%%

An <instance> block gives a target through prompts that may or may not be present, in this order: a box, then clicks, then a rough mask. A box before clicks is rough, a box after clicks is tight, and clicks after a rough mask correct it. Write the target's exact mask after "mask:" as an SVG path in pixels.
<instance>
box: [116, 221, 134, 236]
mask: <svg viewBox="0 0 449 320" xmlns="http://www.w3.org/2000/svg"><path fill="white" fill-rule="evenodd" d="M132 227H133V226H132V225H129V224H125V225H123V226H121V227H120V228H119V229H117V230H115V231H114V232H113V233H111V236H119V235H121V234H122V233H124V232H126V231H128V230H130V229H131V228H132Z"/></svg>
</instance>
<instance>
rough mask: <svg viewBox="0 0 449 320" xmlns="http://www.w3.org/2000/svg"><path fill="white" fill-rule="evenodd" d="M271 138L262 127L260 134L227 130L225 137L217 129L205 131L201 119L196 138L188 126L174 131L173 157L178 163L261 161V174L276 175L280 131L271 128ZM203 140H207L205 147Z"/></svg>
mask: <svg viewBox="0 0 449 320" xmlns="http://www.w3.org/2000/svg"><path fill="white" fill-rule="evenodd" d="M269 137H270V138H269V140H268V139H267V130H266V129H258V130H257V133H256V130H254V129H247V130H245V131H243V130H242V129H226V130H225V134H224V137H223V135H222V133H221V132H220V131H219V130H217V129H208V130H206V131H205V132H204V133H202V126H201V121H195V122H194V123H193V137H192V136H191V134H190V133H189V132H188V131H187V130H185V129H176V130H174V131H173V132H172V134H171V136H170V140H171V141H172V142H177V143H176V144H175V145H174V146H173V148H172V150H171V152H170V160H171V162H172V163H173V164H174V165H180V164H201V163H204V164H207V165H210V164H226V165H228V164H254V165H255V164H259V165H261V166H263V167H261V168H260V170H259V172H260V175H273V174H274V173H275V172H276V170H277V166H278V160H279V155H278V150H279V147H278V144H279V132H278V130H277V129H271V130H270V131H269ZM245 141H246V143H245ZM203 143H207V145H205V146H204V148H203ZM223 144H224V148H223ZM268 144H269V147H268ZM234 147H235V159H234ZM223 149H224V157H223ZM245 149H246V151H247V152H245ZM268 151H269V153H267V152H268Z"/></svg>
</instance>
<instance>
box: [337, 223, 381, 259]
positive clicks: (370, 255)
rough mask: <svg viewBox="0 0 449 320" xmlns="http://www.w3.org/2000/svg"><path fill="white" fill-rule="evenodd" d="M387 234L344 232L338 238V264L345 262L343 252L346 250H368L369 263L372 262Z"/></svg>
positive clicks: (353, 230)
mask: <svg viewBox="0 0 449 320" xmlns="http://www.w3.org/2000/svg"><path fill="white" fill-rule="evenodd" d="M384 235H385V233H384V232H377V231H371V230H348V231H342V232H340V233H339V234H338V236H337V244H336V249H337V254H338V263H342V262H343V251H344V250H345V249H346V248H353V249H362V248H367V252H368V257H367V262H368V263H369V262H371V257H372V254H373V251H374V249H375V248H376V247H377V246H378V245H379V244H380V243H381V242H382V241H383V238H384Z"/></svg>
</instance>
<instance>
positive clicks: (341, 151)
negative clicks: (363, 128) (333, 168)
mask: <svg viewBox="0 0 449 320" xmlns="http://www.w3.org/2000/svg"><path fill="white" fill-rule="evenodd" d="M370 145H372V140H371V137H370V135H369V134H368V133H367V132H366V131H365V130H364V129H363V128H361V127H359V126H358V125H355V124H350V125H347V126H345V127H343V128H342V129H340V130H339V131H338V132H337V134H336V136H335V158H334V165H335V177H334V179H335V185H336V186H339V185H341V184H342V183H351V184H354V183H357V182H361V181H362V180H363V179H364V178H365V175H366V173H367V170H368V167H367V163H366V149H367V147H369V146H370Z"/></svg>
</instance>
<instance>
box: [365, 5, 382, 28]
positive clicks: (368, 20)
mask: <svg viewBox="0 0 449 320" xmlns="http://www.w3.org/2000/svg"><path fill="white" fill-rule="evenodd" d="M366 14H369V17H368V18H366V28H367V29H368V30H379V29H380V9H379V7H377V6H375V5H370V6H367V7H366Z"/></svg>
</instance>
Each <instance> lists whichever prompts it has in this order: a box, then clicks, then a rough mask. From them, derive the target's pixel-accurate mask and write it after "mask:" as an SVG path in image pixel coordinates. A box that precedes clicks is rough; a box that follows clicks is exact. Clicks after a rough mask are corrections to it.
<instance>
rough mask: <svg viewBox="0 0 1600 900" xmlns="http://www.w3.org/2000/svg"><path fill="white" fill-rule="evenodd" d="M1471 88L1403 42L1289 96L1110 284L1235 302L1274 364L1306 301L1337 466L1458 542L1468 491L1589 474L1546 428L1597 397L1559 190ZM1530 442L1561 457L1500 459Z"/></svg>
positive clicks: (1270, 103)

%%

→ **WHAT TO WORK ON**: Please transcribe only the lines in the records above running from the line that has "box: [365, 5, 382, 28]" through the line that has "88L1403 42L1289 96L1110", both included, exactly as they appear.

→ **SOLUTION TO THE PROBLEM**:
box: [365, 5, 382, 28]
positive clicks: (368, 20)
mask: <svg viewBox="0 0 449 320" xmlns="http://www.w3.org/2000/svg"><path fill="white" fill-rule="evenodd" d="M366 14H369V17H368V18H366V28H367V29H368V30H379V29H380V9H379V7H377V6H375V5H370V6H367V7H366Z"/></svg>
</instance>
Each <instance> lists whichever prompts it has in this order: a box, then clicks, then a rough mask. From them, derive the target's pixel-accurate mask and write it after "mask:" as an SVG path in image pixel coordinates. A box that precedes clicks is rough; a box that follows clicks is exact. Clicks after a rough mask are corrections to it.
<instance>
rough mask: <svg viewBox="0 0 1600 900" xmlns="http://www.w3.org/2000/svg"><path fill="white" fill-rule="evenodd" d="M1471 88L1403 42L1289 96L1110 284L1235 302L1274 364L1306 301L1337 466L1458 542L1468 491L1589 474L1546 428L1597 397L1559 190ZM1530 442L1561 457L1500 459Z"/></svg>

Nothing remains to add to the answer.